> Task statement
Write out the material below exactly, beginning at the line that contains "Query: white wall" and ending with its last line, both ends included; write nothing else.

• • • • •

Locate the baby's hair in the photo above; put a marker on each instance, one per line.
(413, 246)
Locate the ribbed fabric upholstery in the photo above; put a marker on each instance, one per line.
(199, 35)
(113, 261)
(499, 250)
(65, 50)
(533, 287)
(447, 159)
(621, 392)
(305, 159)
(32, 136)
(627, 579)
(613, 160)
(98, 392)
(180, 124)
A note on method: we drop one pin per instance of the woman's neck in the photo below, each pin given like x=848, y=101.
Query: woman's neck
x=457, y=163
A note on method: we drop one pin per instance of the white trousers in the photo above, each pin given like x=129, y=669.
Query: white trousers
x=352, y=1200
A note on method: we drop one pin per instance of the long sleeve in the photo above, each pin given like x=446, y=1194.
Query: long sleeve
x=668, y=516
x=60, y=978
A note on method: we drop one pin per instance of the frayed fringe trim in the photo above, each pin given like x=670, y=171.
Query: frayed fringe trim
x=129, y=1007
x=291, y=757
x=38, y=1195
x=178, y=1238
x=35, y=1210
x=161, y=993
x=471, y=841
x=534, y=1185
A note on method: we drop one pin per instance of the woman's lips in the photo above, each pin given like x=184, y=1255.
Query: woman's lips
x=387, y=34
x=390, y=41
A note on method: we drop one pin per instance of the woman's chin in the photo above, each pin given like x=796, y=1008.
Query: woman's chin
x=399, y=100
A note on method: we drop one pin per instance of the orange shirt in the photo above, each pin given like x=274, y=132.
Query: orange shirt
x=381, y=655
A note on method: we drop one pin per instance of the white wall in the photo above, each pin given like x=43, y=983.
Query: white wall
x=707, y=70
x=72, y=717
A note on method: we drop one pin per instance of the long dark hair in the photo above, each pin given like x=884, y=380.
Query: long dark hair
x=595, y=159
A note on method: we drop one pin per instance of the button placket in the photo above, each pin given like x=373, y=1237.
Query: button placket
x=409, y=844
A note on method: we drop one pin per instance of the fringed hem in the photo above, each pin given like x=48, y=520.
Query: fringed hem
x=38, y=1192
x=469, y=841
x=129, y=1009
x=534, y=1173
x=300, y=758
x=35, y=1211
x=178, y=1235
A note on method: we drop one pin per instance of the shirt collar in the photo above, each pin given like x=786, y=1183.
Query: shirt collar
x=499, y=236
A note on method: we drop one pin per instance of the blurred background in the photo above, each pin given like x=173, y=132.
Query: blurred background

• • • • •

> Your solution
Query: white wall
x=707, y=70
x=72, y=717
A note on method: we drop one pin per instance of the long dark hair in the photo above, each pin given like x=884, y=380.
Query: long dark hair
x=595, y=159
A note on method: we drop one pin per instance of the button placket in the photo above, each pin given like x=373, y=1237.
Query: button placket
x=409, y=844
A note on method: we drop one pin per instance of the fringed hem in the photo above, each pin given like x=48, y=520.
Query: fringed hem
x=38, y=1192
x=469, y=841
x=129, y=1009
x=534, y=1173
x=300, y=758
x=35, y=1211
x=178, y=1235
A note on method: we drop one pin per instance of the shirt collar in the photo above, each pin given like x=786, y=1183.
Query: shirt collar
x=499, y=236
A note on method: we drop one pin per instance of the blurred background in the photo above, each pin given like x=173, y=132.
Query: blurred background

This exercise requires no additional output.